▶ [TO DO]:
Can you reproduce the lines below, requests included, starting with the line containing "For every instance of the gate" and ending with the line containing "x=196 y=263" (both included), adding 66 to every x and y coordinate value?

____________

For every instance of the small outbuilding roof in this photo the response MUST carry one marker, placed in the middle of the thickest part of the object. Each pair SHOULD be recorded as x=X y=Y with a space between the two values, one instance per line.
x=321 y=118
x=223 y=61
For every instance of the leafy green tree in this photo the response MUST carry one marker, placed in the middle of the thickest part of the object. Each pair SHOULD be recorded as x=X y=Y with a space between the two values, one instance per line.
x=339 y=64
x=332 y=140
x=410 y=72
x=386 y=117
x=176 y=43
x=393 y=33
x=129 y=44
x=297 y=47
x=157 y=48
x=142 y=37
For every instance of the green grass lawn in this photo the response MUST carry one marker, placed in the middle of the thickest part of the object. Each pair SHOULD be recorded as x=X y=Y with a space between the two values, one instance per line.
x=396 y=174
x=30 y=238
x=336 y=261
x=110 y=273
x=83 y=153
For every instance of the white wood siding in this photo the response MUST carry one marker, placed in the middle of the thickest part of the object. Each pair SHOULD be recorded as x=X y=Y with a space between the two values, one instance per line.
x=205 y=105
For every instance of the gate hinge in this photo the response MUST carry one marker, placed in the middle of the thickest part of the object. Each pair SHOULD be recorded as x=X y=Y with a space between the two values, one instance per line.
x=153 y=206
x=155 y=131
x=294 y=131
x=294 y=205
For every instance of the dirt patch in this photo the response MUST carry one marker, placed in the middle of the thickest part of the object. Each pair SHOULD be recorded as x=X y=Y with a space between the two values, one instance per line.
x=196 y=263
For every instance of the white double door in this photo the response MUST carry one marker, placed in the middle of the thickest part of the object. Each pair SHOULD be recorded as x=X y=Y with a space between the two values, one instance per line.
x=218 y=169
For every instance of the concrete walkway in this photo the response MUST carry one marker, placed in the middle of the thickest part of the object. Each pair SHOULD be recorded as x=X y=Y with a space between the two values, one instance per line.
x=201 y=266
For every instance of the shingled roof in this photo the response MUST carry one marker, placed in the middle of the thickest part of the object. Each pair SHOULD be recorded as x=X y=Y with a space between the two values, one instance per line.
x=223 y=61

____________

▶ [EXERCISE ANSWER]:
For every instance of the gate hinge in this photo the response MUST carry one marker, placed in the middle of the thickest part of the object. Each pair SHOULD be recorded as x=X y=Y with a space between the two values, one instance per line.
x=219 y=272
x=221 y=197
x=360 y=197
x=360 y=271
For every instance of the dirt patch in this photo the response MUST carry one marker, placed in the middle of the thickest part of the object. Each pair SHOULD be recorded as x=X y=Y with a space between the two values, one instance per line.
x=262 y=329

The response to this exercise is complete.